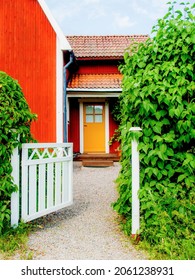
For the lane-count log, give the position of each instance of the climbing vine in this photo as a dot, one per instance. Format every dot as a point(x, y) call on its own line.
point(158, 96)
point(15, 120)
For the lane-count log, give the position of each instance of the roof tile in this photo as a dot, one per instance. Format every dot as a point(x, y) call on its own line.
point(102, 46)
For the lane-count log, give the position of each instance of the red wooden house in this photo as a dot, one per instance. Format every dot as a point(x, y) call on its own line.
point(93, 89)
point(33, 50)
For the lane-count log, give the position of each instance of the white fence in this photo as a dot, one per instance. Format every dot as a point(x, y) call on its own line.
point(44, 174)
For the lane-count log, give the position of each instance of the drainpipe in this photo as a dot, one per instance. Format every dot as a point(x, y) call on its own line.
point(65, 94)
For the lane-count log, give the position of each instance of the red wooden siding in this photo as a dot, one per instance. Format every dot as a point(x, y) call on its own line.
point(28, 54)
point(74, 130)
point(112, 127)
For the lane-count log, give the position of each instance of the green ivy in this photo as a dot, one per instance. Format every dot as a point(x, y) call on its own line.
point(158, 96)
point(15, 120)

·····

- _Your task_
Recast each line of the entries above as a JSON list of strings, with one string per line and no blank lines, omitting the pictures.

- _Exercise answer_
[
  "For the lane-count log, give the position of each instance of the climbing vine in this photo as a dot, one per instance. Format every dot as a point(x, y) call on its own line.",
  "point(158, 96)",
  "point(15, 120)",
  "For the lane-count log, give the position of each instance of the roof tile in this photo as a dot, one per instance. Format every dot as a point(x, y) call on its own line.",
  "point(102, 46)",
  "For the lane-count log, give the position of each instance of the red wooden house in this photo as a dot, one per instance. Format every dot as a point(x, y) call on its own line.",
  "point(93, 89)",
  "point(33, 50)",
  "For the lane-count log, give the position of each instance of the white fence in this photo as a dot, one per instance. Format every dot as a point(x, y) call on its own line.",
  "point(44, 174)",
  "For the lane-count log, give the position of each instance of the drainpipe in this photo as a dot, one per instance. Format every dot as a point(x, y) call on its own line.",
  "point(65, 94)",
  "For the lane-count log, give the position of each instance of the red wooden siding in this photo as a dot, one per instance. Format every dot as a point(x, y) call on its own line.",
  "point(28, 54)",
  "point(74, 130)",
  "point(112, 127)",
  "For the lane-count log, give the position of each instance of the green ivy in this photo as a dot, one per instance. Format every dot as a point(x, y) call on its own line.",
  "point(158, 96)",
  "point(15, 120)"
]